TASK DETAILS: Exactly the lines from the one containing "Would you mind pointing to the boulder" through the final line of the listing are to be retyped, and nothing more.
<<<<
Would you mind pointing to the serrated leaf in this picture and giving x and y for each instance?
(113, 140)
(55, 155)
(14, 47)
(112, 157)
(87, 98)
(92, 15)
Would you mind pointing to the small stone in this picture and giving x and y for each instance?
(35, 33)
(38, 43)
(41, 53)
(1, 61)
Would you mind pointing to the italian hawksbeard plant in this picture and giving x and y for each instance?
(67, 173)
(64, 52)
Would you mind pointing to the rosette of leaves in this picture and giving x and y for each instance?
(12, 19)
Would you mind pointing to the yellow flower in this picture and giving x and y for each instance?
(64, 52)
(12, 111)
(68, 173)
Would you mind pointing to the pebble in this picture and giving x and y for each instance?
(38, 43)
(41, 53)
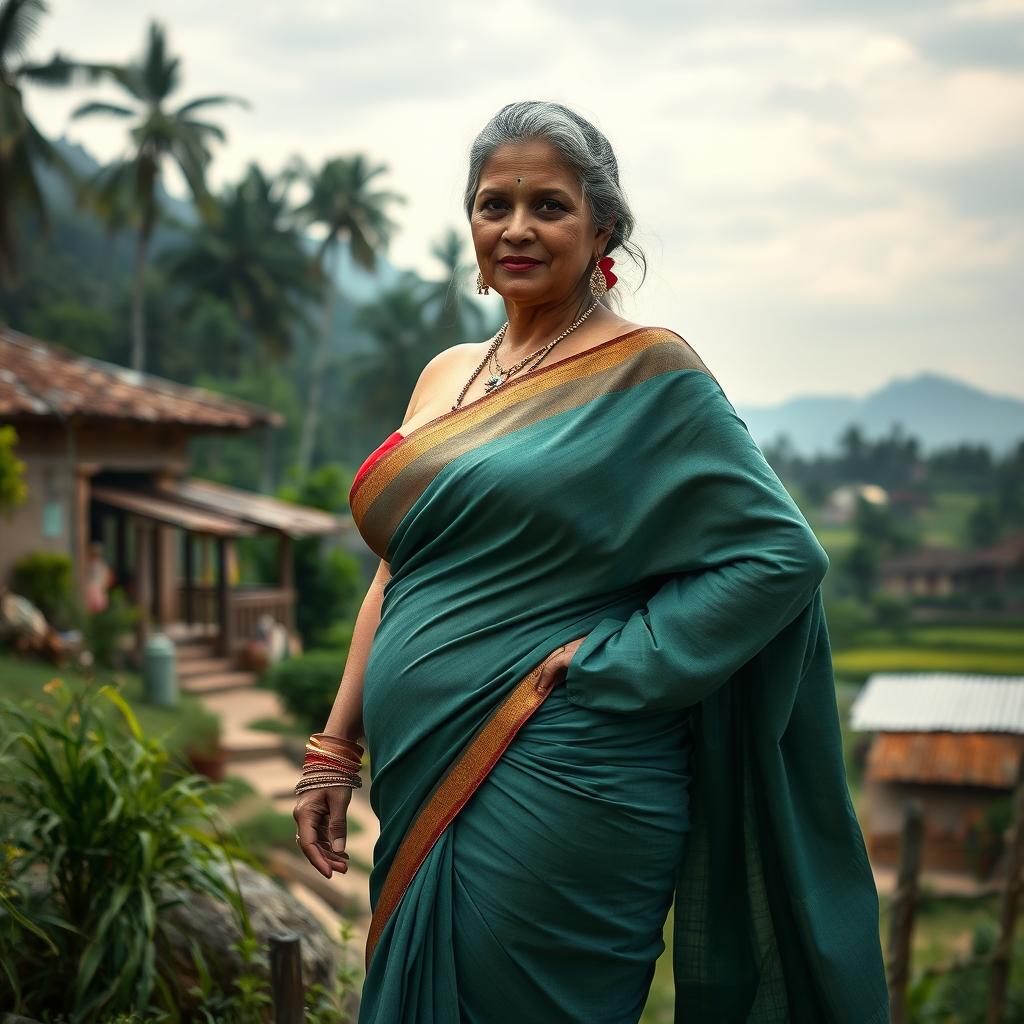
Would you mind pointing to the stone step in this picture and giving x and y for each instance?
(203, 666)
(217, 682)
(272, 777)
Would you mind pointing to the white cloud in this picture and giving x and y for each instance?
(782, 170)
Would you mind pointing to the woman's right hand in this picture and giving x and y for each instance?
(322, 823)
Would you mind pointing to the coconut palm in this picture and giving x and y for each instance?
(23, 148)
(126, 190)
(253, 259)
(343, 203)
(381, 381)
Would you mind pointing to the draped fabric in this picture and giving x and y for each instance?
(693, 752)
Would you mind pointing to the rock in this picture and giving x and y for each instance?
(271, 910)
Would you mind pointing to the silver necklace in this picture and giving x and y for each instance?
(499, 377)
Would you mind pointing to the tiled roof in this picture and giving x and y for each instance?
(40, 379)
(939, 701)
(945, 758)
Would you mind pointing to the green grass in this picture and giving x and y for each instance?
(935, 647)
(22, 680)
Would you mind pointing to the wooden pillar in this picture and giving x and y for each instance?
(224, 616)
(121, 546)
(143, 583)
(188, 610)
(1003, 954)
(902, 907)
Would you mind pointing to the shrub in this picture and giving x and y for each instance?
(45, 579)
(104, 630)
(308, 684)
(100, 836)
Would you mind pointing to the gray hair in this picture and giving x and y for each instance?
(582, 145)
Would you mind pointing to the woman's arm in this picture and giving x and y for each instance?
(345, 719)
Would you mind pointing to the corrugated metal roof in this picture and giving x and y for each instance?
(40, 379)
(938, 701)
(263, 510)
(945, 758)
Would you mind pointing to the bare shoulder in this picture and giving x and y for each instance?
(689, 354)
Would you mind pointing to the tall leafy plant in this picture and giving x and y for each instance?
(99, 835)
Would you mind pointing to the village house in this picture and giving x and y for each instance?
(107, 451)
(935, 571)
(954, 742)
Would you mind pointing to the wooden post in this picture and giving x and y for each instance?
(286, 979)
(1011, 899)
(143, 585)
(286, 576)
(225, 623)
(901, 912)
(188, 609)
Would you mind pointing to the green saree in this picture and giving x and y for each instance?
(530, 848)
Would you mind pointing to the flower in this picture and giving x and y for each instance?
(606, 264)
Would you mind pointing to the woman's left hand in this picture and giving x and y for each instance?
(555, 665)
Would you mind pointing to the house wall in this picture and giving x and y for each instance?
(58, 466)
(948, 813)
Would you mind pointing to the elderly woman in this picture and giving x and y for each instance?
(593, 670)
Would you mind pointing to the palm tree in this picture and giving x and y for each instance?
(127, 189)
(341, 201)
(455, 316)
(23, 147)
(382, 380)
(253, 260)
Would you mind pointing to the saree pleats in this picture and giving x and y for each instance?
(693, 751)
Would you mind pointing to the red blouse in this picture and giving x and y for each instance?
(388, 441)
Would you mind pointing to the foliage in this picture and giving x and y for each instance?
(45, 579)
(104, 630)
(113, 829)
(329, 584)
(960, 995)
(252, 260)
(308, 684)
(986, 838)
(125, 193)
(13, 489)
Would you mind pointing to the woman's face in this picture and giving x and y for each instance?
(532, 231)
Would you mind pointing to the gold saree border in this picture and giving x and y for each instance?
(442, 427)
(396, 479)
(451, 795)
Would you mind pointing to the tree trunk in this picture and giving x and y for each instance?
(310, 422)
(137, 310)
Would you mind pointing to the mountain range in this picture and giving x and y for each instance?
(939, 411)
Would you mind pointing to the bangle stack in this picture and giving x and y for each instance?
(330, 761)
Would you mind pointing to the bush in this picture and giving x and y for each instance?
(97, 832)
(308, 684)
(104, 630)
(45, 579)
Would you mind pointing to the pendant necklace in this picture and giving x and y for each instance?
(498, 375)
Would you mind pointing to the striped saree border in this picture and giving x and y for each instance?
(451, 795)
(397, 478)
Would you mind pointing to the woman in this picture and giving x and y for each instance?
(593, 669)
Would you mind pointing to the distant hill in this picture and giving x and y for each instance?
(938, 411)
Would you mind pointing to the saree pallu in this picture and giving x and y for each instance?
(530, 848)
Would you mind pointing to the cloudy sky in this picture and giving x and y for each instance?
(828, 193)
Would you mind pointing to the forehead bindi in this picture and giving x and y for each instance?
(526, 167)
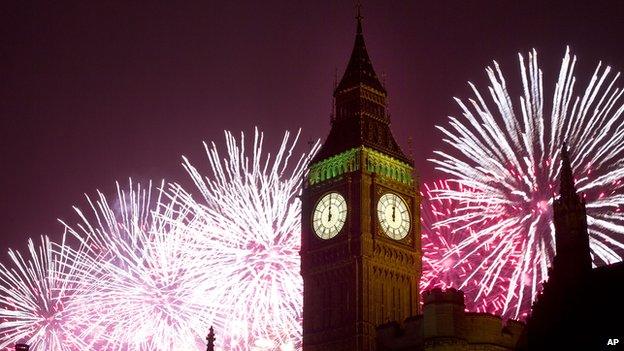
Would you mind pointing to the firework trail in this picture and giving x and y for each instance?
(248, 225)
(134, 278)
(438, 241)
(511, 155)
(33, 301)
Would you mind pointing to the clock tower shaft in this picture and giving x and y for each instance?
(362, 276)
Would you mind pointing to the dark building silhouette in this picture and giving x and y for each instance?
(444, 325)
(579, 308)
(360, 250)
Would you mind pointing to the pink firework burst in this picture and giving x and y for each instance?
(34, 301)
(441, 262)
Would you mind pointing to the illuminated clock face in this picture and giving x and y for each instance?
(329, 215)
(394, 216)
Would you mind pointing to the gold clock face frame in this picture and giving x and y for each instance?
(394, 216)
(329, 215)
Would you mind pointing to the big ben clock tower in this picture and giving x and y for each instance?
(360, 250)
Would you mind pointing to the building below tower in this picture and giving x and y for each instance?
(445, 325)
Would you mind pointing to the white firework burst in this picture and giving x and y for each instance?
(248, 226)
(34, 296)
(135, 279)
(510, 154)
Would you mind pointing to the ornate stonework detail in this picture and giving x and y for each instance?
(351, 160)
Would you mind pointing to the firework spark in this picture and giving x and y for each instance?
(440, 258)
(511, 156)
(135, 279)
(249, 236)
(33, 301)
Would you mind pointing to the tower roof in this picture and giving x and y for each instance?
(360, 69)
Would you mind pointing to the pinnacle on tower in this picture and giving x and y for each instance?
(566, 185)
(210, 339)
(360, 69)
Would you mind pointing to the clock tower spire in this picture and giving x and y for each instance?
(360, 249)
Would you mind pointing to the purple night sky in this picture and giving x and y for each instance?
(93, 92)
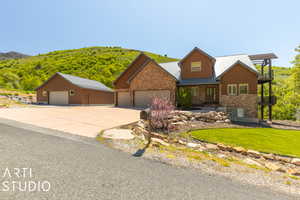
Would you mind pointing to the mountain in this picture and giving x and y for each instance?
(98, 63)
(12, 55)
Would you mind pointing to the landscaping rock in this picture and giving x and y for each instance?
(223, 147)
(249, 161)
(156, 140)
(268, 156)
(239, 149)
(254, 154)
(121, 134)
(272, 166)
(283, 159)
(182, 142)
(295, 161)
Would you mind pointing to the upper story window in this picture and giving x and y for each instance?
(243, 88)
(194, 91)
(196, 66)
(232, 89)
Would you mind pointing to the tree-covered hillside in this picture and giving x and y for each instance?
(98, 63)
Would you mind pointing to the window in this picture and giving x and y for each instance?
(196, 66)
(231, 89)
(243, 88)
(72, 92)
(194, 91)
(44, 93)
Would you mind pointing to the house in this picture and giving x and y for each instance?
(64, 89)
(227, 81)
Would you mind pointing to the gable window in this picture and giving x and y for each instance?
(243, 88)
(72, 92)
(194, 91)
(196, 66)
(232, 89)
(44, 93)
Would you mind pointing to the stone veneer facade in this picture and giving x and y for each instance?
(245, 101)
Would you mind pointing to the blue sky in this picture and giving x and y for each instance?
(171, 27)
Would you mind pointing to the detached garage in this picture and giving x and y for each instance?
(64, 89)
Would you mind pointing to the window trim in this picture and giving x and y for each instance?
(244, 84)
(44, 93)
(195, 91)
(232, 94)
(196, 69)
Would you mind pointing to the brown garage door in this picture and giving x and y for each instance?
(124, 99)
(144, 98)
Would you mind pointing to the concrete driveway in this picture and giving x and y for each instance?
(80, 120)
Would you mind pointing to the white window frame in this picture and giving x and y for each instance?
(72, 92)
(196, 66)
(228, 90)
(194, 91)
(244, 84)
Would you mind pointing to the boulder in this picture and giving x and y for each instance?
(283, 159)
(250, 161)
(192, 145)
(223, 147)
(295, 161)
(156, 140)
(268, 156)
(182, 142)
(254, 154)
(211, 147)
(239, 149)
(272, 166)
(121, 134)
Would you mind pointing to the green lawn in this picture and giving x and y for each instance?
(284, 142)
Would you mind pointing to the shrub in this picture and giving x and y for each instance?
(160, 111)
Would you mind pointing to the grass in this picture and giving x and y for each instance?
(269, 140)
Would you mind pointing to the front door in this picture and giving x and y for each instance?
(211, 95)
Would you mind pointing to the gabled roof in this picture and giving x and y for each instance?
(224, 63)
(81, 82)
(199, 50)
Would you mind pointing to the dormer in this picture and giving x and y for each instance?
(197, 64)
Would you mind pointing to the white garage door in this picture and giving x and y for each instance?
(59, 98)
(144, 98)
(124, 99)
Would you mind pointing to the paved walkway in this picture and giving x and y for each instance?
(80, 120)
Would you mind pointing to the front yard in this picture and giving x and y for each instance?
(269, 140)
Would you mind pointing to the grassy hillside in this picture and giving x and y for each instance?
(99, 63)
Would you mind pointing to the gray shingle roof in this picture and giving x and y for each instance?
(85, 83)
(222, 64)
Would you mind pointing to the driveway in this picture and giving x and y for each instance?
(80, 120)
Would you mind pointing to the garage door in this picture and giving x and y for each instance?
(124, 99)
(59, 98)
(144, 98)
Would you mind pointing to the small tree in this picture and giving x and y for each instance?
>>>>
REPLY TO THE TASK:
Would you mind pointing to the boulder in this picture and giving x and y for each instance?
(283, 159)
(250, 161)
(192, 145)
(223, 147)
(295, 161)
(156, 140)
(268, 156)
(182, 142)
(254, 154)
(211, 147)
(239, 149)
(272, 166)
(121, 134)
Would you mind pointing to the green lawn in this picture and giving x and y for each instance?
(284, 142)
Would you mind pointing to the shrub in this picture and giving x and y for each instance?
(160, 111)
Would you mind pointing to the grass in this picture and giving x and y for each instance?
(269, 140)
Would you mind pointing to the front door in this picture and giving x and y for each instance?
(211, 95)
Would you mind pointing to the gabled roof in this picture and giving x and y for each instance?
(224, 63)
(81, 82)
(199, 50)
Would you mind pointing to the dormer in this picture and giving x and y for each instance?
(197, 64)
Would you mind pointing to the white garage door in this picture and giving x and y for each instance?
(59, 98)
(144, 98)
(124, 99)
Would you mind pointing to the paved walkway in this picture and giving x and y for each instance?
(80, 120)
Would you mind pointing to the front yard in this picture and giving x and y for each instance?
(269, 140)
Would you mind pointing to the grassy hillside in this picture and giving x and y for each instance?
(99, 63)
Would you mind pointing to the gray shingle roof in this picture and giving x and y for each instance?
(85, 83)
(222, 64)
Would you mind pointing to the driveway in this picture and giving x and y for each instance?
(80, 120)
Would you mind pointing to the garage door in this picture and giving x and y for each instance?
(124, 99)
(59, 98)
(144, 98)
Would you mind pointing to the small tree in this picture and giving x and y for each instance?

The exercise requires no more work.